TEXT UNDER STUDY:
^^^^^^^^
User interaction is deliberately simple: a camera for image capture and a single Start button to initiate the process.
The robot then executes the drawing autonomously, turning visual input into a physical sketch.
Autonomous Bin Picking with 3D Vision
This system demonstrates how 3D vision and robotics can work together in a continuous industrial workflow.
A 6-axis robot uses a custom 3D vision system (TSVision3D) to identify and pick randomly oriented bottles from a bin, automatically detecting and correcting inverted objects.
The bottles are placed onto a looping conveyor, where a SCARA robot equipped with 2D vision synchronizes its motion with the moving belt to grip, print, and transfer each bottle—without stopping the conveyor.
I designed the overall system concept and workflow to clearly demonstrate how 3D vision can be applied in real industrial lines, while mechanical implementation and vision conveyor software were developed by separate teams.
TSMonitor: Industrial Robot Monitoring System
This project explores how Industrial IoT concepts can be applied to robotic systems.
Robots are connected to a central server, where their operational status—running, warnings, or errors—is continuously monitored without taking control away from the robot itself.
Each station is equipped with a camera that allows visual inspection of the robot or process area.
Through the TSMonitor interface, cameras can be remotely pan–tilt controlled, enabling quick inspection when abnormal behavior is detected.
The system was designed as a safe, non-intrusive monitoring tool, focusing on visibility rather than control.
^^^^^^^^
RECORDS SUPPLIED:
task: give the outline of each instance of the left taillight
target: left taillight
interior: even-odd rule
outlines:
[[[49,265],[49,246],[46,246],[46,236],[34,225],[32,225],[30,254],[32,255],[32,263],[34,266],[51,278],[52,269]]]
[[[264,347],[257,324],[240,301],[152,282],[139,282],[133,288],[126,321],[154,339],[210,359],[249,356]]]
^^^^^^^^
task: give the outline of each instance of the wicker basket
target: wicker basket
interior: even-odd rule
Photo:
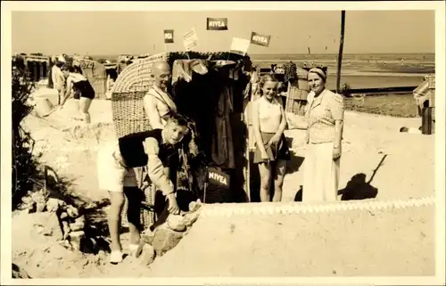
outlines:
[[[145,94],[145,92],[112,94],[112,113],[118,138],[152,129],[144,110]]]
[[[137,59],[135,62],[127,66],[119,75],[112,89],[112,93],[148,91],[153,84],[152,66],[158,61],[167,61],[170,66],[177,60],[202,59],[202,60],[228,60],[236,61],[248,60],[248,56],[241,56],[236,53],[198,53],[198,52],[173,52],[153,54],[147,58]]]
^^^^^^^^
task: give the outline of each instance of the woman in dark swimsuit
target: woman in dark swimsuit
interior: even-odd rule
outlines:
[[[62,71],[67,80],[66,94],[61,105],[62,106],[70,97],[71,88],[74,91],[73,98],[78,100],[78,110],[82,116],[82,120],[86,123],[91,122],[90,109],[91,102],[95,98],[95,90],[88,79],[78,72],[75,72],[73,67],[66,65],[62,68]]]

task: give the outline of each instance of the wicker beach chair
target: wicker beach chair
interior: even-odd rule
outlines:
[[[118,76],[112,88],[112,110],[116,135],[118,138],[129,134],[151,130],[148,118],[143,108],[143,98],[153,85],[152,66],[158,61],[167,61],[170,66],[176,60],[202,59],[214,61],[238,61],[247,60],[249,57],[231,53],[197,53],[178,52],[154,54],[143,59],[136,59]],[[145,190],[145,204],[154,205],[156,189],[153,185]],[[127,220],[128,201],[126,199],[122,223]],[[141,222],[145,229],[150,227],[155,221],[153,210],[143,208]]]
^^^^^^^^
Extend the text on robotics projects, starting after its last sentence. None of the entries are needed for this work.

OUTPUT OF THE TASK:
The initial prototype supports monitoring of up to four robotic stations simultaneously.
AGV Forklift Navigation System
This project was developed at a time when line-free AGV navigation was still considered highly challenging.
Instead of using fixed guidance, the system relies on laser scanning and reflector-based localization to build a lightweight map for navigation—avoiding the memory overhead of full SLAM.
The AGV forklift localizes itself within the mapped environment and navigates to predefined storage locations, such as specific rack rows and lift levels.
Vehicle motion is controlled using Fuzzy PID, while the lift height is regulated by PD control, allowing lifting up to 230 cm.
High precision was critical: positional error was required to stay within 5 cm, including rack insertion clearance.
I developed the core navigation and control software running on the industrial PC, while low-level motor command execution was handled by another team member.
EEG-Based Assistive Control System
This patented project enables people with severe physical disabilities to control electrical devices using EEG signals.
Electrodes placed on the user’s head capture brain activity, which is processed by software to generate on–off commands for external devices through a relay system.
The interaction is intentionally subtle: the user focuses on an object displayed on the screen and blinks to issue a command.
Importantly, blinking alone does not trigger any action—control is activated only when visual focus and intentional brain activity are detected together, preventing accidental commands.
The system was implemented without deep learning or complex calibration.
By analyzing peak amplitudes and selecting discriminative EEG channels, reliable control was achieved using lightweight signal processing techniques.
I developed the software that interprets EEG signals and converts them into control commands, forming the core link between human intention and physical action.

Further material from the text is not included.